#### WHAT IS EXPECTED:
Can you gather every line from the entries below that contains the string "white"? Count only matches in the same letter case.

#### RECORDS FOR PROCESSING:
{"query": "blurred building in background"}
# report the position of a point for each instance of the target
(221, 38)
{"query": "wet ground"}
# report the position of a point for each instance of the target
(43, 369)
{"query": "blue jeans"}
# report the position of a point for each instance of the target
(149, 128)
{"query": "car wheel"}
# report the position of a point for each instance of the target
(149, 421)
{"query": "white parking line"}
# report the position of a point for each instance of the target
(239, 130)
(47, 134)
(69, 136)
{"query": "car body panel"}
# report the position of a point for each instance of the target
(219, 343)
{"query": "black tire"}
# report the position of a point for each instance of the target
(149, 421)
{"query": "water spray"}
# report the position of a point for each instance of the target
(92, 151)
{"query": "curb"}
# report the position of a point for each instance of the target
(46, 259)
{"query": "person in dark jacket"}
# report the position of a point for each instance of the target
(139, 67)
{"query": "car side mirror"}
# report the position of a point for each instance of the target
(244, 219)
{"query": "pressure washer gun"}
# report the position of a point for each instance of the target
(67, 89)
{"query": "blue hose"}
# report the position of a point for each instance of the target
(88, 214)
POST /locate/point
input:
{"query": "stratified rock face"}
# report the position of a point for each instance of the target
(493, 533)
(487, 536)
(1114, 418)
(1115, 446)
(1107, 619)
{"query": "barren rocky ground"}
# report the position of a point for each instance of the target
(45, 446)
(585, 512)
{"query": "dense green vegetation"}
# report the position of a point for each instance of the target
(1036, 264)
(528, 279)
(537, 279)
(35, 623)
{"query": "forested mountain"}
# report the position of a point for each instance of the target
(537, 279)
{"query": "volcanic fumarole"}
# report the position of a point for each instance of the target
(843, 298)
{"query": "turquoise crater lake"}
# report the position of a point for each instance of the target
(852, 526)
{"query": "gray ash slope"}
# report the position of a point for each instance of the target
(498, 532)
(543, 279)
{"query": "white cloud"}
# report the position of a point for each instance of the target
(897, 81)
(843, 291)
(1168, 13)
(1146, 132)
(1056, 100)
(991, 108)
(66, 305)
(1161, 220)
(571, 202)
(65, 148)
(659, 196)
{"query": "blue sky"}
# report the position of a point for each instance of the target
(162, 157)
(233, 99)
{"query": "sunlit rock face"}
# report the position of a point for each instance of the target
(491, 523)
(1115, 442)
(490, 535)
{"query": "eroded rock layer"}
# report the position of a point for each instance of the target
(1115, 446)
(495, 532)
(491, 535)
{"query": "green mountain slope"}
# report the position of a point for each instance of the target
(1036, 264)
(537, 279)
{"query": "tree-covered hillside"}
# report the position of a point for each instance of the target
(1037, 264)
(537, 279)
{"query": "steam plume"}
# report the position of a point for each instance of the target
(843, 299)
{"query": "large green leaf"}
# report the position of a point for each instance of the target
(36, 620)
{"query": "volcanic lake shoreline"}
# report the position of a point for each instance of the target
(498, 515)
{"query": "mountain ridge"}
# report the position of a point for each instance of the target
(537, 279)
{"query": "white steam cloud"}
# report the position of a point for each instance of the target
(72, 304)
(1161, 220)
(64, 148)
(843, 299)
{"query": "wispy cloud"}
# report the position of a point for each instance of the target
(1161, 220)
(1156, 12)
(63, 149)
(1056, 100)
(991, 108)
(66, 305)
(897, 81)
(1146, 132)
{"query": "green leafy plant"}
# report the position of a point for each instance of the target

#### TASK RESPONSE:
{"query": "white parking line"}
{"query": "white cloud"}
{"query": "white steam cloud"}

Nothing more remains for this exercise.